Objective:
Tally the lines in the items below that contain the word "wooden", and reply with only that number.

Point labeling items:
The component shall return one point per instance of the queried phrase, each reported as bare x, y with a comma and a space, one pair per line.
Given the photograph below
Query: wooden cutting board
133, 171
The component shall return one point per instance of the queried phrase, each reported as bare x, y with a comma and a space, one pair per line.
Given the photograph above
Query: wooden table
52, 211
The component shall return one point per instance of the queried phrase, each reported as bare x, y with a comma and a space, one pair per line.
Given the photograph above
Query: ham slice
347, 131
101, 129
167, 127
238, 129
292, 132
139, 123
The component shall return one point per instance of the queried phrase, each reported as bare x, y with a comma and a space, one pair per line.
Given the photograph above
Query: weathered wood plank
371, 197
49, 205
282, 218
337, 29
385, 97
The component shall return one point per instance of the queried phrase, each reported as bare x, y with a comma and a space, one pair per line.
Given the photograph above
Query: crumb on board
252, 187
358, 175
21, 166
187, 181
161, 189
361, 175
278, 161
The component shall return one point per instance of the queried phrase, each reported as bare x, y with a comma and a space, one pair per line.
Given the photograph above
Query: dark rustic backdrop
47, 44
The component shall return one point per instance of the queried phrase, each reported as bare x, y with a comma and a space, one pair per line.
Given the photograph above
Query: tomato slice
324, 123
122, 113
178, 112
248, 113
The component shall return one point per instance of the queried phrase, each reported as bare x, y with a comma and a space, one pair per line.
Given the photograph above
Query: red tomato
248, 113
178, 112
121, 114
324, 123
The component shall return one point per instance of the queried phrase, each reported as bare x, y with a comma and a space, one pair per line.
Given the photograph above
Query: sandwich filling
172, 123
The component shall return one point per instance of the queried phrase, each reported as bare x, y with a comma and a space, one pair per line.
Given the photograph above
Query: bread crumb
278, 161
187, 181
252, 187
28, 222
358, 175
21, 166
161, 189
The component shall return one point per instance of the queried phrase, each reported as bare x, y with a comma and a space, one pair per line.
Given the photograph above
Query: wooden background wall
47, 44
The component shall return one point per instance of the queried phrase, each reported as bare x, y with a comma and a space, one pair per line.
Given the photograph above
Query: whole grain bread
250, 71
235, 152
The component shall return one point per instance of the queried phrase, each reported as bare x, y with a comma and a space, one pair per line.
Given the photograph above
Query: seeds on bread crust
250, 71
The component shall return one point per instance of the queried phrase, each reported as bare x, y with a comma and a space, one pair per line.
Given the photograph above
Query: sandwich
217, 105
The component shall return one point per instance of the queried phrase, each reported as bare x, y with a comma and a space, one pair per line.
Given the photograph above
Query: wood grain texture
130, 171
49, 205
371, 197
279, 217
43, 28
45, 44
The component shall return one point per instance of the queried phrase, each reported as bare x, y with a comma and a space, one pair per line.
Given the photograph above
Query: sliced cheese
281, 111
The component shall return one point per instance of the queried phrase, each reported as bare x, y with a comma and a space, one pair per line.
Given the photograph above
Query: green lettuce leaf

Exercise result:
3